**WHAT YOU ARE ASKED TO DO:** Identify all lines in the listing that include the word "instance", and copy them out.

**TASK INPUT:**
┄┄┄┄┄┄

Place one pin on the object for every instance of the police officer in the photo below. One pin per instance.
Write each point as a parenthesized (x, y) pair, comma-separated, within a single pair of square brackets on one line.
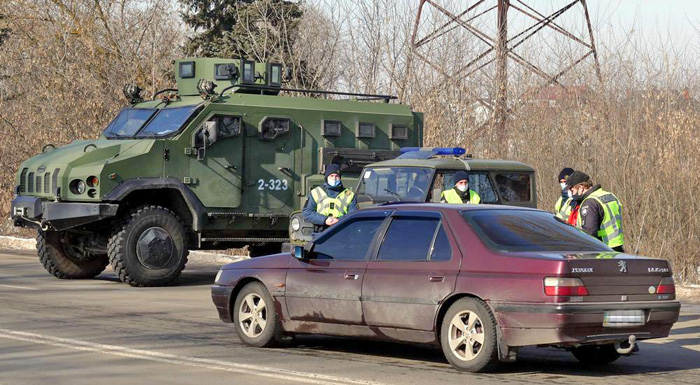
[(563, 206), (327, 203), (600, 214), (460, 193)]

┄┄┄┄┄┄

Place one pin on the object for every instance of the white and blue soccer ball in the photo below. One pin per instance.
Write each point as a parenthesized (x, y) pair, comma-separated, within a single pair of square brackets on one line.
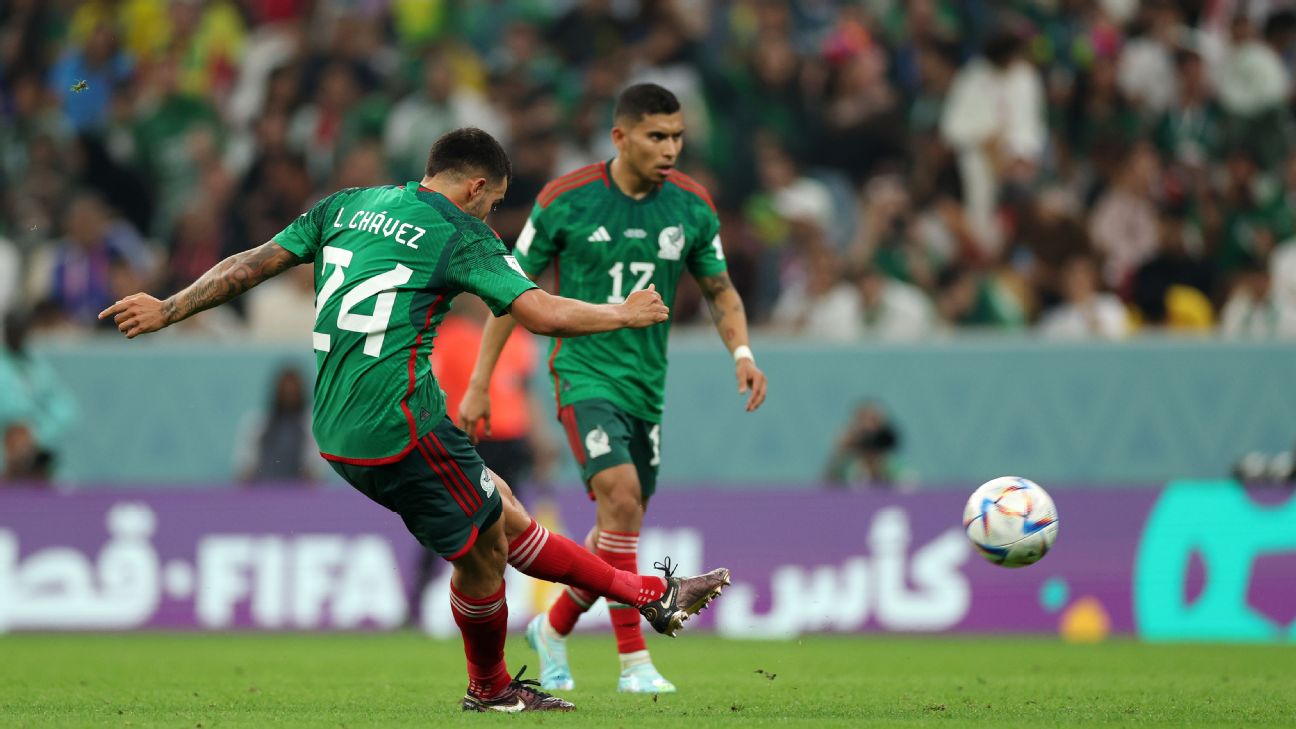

┄┄┄┄┄┄

**TASK SOLUTION:**
Place one pin on the object for every instance of the police officer in the photo below. One pin per instance.
Place one pin on the object for every instance of the white and blue soccer ball in the photo below. One pin per instance.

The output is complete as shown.